INSTRUCTIONS FOR THE TASK
Render the listing below as a JSON list of strings, one string per line, with blank lines omitted.

INPUT
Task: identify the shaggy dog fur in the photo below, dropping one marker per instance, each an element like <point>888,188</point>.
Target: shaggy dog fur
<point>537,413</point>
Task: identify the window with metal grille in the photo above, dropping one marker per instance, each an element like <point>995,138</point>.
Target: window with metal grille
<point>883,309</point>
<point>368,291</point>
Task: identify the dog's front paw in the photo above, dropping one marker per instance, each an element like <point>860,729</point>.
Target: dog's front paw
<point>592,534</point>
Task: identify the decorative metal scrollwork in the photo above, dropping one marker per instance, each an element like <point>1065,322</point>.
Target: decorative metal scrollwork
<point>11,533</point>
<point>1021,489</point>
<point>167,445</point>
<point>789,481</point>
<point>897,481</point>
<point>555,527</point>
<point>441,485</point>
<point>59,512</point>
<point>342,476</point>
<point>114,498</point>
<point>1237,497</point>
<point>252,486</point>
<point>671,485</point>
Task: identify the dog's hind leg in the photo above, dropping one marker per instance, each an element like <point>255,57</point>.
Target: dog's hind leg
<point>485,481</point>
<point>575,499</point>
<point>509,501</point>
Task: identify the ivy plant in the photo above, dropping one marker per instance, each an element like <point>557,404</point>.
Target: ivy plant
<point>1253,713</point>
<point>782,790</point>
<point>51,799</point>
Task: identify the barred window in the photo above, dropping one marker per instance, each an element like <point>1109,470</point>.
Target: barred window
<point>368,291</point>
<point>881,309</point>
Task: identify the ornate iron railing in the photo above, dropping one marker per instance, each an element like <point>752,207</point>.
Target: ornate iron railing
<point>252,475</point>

COMPLETE RESPONSE
[
  "Task: identify the shaggy dog fur in the photo below, dropping one marker per instance, each an element like <point>888,188</point>.",
  "Target: shaggy dog fur",
  "<point>537,413</point>",
  "Task: identify the window with metal grille in the photo above, dropping one marker per instance, each an element like <point>995,138</point>.",
  "Target: window with metal grille",
  "<point>883,309</point>",
  "<point>368,291</point>",
  "Task: identify the dog's front paw in the photo above, dropping one marker per instance, each an element like <point>860,729</point>.",
  "Target: dog's front paw",
  "<point>592,534</point>",
  "Task: identify the decorative metal scrollwork in the photo above, dropping one marker per instance, each an element like <point>1065,322</point>.",
  "Target: decorative metal scrollwork",
  "<point>11,533</point>",
  "<point>1021,489</point>",
  "<point>167,445</point>",
  "<point>789,481</point>",
  "<point>897,481</point>",
  "<point>555,527</point>",
  "<point>441,485</point>",
  "<point>59,512</point>",
  "<point>342,476</point>",
  "<point>114,498</point>",
  "<point>1237,497</point>",
  "<point>252,486</point>",
  "<point>671,485</point>",
  "Task: identify the dog's hind leg in the photo above, dropping one marker per instance, each an element like <point>255,57</point>.",
  "Target: dog's hind leg",
  "<point>485,481</point>",
  "<point>575,499</point>",
  "<point>509,501</point>",
  "Task: identify the ivy plant in the photo above, dropping one marker per instance, each an element like <point>557,404</point>.",
  "Target: ivy plant",
  "<point>1253,713</point>",
  "<point>782,790</point>",
  "<point>51,799</point>",
  "Task: identify the barred window in the photo above, dropping one marker per instance, each an element like <point>1109,470</point>.",
  "Target: barred window",
  "<point>368,291</point>",
  "<point>881,309</point>",
  "Task: identify the ornate iron railing in the photo above, dropping one marker per instance, each an element like <point>752,207</point>.",
  "Target: ornate iron railing",
  "<point>252,475</point>"
]